**** BRANO FORNITO ****

Nel settembre del 1998, infatti, la Corte europea dei diritti
dell'uomo aveva accertato la non equità della sentenza con cui
la Corte di Assise di Udine, nel 1996, aveva condannato Dorigo.
Con la decisione della Consulta (n.113 depositata oggi in
cancelleria) si apre la strada alla revisione del processo a
carico di Dorigo, come sollecitato dalla Corte di Appello di
Bologna che aveva fatto ricorso alla Corte Costituzionale. Già
una volta, nel 2008, la questione era arrivata all'esame dei
giudici costituzionali che - viene ricordato nella sentenza di
oggi - avevano «rivolto un pressante invito al legislatore
affinché colmasse, con provvedimenti ritenuti più idonei, la
lacuna normativa». Ciò però non è avvenuto. E la Consulta è
ora intervenuta. (SEGUE).

**** MATERIALE ****

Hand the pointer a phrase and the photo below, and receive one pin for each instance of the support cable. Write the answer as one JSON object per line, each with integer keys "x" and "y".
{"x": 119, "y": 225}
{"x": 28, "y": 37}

****

**RICHIESTA SCRITTA**: Nel brano sul caso Dorigo, in quale anno la Corte di Assise di Udine aveva condannato Dorigo?

**SOLUZIONE SVOLTA**: Nel 1996.